* Source data
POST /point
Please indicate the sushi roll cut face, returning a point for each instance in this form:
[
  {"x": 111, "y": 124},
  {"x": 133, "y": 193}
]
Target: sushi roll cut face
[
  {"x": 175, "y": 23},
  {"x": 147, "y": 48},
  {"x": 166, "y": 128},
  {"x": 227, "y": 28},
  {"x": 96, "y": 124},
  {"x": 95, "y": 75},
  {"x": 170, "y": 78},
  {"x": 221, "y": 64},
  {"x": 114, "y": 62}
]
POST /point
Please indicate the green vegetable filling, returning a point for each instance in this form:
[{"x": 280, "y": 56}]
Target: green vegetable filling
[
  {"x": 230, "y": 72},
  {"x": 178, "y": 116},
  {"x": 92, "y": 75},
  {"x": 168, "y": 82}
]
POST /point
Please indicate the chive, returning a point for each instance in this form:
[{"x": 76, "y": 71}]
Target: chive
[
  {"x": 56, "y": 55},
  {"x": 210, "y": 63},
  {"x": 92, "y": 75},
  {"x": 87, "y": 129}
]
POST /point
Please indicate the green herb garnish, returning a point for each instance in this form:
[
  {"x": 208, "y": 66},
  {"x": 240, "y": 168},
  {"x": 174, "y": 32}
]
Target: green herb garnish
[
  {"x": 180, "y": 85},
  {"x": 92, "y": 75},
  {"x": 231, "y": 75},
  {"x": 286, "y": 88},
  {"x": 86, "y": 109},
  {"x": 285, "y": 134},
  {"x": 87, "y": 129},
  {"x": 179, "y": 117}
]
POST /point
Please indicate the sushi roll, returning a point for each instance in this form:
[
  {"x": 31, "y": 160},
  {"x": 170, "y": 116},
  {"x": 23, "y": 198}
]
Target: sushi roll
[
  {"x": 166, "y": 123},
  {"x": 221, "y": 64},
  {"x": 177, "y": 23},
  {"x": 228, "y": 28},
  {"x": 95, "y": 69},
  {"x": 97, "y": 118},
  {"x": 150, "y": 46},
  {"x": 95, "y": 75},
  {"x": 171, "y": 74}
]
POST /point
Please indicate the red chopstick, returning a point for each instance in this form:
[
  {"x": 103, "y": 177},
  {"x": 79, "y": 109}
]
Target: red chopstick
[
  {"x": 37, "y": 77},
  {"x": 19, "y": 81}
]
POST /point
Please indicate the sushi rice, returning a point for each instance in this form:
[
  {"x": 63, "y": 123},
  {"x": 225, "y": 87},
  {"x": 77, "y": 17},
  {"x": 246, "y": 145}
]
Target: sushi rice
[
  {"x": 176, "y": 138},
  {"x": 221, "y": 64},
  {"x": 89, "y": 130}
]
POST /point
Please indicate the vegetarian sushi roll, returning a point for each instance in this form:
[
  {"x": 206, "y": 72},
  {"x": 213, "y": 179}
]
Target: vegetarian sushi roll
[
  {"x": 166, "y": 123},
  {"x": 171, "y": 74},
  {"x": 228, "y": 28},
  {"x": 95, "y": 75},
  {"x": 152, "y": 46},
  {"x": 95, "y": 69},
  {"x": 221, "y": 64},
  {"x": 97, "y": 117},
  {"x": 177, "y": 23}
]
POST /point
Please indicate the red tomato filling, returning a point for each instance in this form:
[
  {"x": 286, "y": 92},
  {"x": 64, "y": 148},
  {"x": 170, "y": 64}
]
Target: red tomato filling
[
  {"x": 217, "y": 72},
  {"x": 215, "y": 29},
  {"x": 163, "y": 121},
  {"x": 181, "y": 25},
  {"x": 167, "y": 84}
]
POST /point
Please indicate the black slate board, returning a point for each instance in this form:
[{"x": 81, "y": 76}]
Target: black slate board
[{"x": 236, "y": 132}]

* Work item
Exactly reproduce all of the entries.

* Answer box
POST /point
Please indicate the sushi roll cut face, returning a point for each instance in this form:
[
  {"x": 111, "y": 124},
  {"x": 133, "y": 193}
]
Target: sushi roll cut face
[
  {"x": 175, "y": 23},
  {"x": 147, "y": 48},
  {"x": 166, "y": 128},
  {"x": 227, "y": 28},
  {"x": 96, "y": 124},
  {"x": 95, "y": 75},
  {"x": 170, "y": 78},
  {"x": 221, "y": 64},
  {"x": 114, "y": 62}
]
POST /point
Please indicate the green vegetable filling, returning a point for each instance in this form:
[{"x": 280, "y": 56}]
Target: green vegetable filling
[
  {"x": 230, "y": 72},
  {"x": 178, "y": 116},
  {"x": 92, "y": 75},
  {"x": 168, "y": 82}
]
POST /point
Please indicate the chive, returning a point for each instance in this form:
[{"x": 76, "y": 71}]
Target: chive
[
  {"x": 56, "y": 55},
  {"x": 210, "y": 63},
  {"x": 92, "y": 75},
  {"x": 87, "y": 129}
]
POST /point
Please indicate the green herb garnish, returning a point for each instance in this form:
[
  {"x": 208, "y": 66},
  {"x": 240, "y": 168},
  {"x": 174, "y": 32}
]
Target: green herb garnish
[
  {"x": 180, "y": 85},
  {"x": 92, "y": 75},
  {"x": 231, "y": 75},
  {"x": 286, "y": 88},
  {"x": 86, "y": 109},
  {"x": 285, "y": 134},
  {"x": 87, "y": 129},
  {"x": 179, "y": 117}
]
POST /point
Please indicate the sushi roll, returning a point for each instance in this form:
[
  {"x": 31, "y": 160},
  {"x": 170, "y": 116},
  {"x": 23, "y": 198}
]
Target: sushi roll
[
  {"x": 166, "y": 123},
  {"x": 221, "y": 64},
  {"x": 177, "y": 23},
  {"x": 228, "y": 28},
  {"x": 95, "y": 69},
  {"x": 97, "y": 118},
  {"x": 150, "y": 46},
  {"x": 95, "y": 75},
  {"x": 171, "y": 74}
]
POST /point
Please indicate the red chopstick, returning a point for each instance in this form:
[
  {"x": 103, "y": 177},
  {"x": 79, "y": 109}
]
Target: red chopstick
[
  {"x": 37, "y": 77},
  {"x": 19, "y": 81}
]
POST /point
Please indicate the sushi rice, returning a point for each instance in this form:
[
  {"x": 63, "y": 123},
  {"x": 225, "y": 87},
  {"x": 77, "y": 17},
  {"x": 246, "y": 145}
]
Target: sushi rice
[
  {"x": 176, "y": 138},
  {"x": 221, "y": 64},
  {"x": 89, "y": 130}
]
POST /point
Please indicate the vegetarian sushi roll, returning a point for each instance in this form:
[
  {"x": 206, "y": 72},
  {"x": 213, "y": 179}
]
Target: vegetarian sushi roll
[
  {"x": 166, "y": 123},
  {"x": 171, "y": 74},
  {"x": 228, "y": 28},
  {"x": 95, "y": 75},
  {"x": 152, "y": 46},
  {"x": 95, "y": 69},
  {"x": 221, "y": 64},
  {"x": 97, "y": 117},
  {"x": 177, "y": 23}
]
POST /point
Please indicate the red tomato filling, returning a point for each instance in this form:
[
  {"x": 286, "y": 92},
  {"x": 64, "y": 148},
  {"x": 170, "y": 64}
]
Target: red tomato filling
[
  {"x": 217, "y": 72},
  {"x": 215, "y": 29},
  {"x": 163, "y": 121},
  {"x": 181, "y": 25},
  {"x": 167, "y": 84}
]
POST /point
Please indicate the black slate board, returning a point for each instance in this form:
[{"x": 81, "y": 76}]
Target: black slate board
[{"x": 236, "y": 132}]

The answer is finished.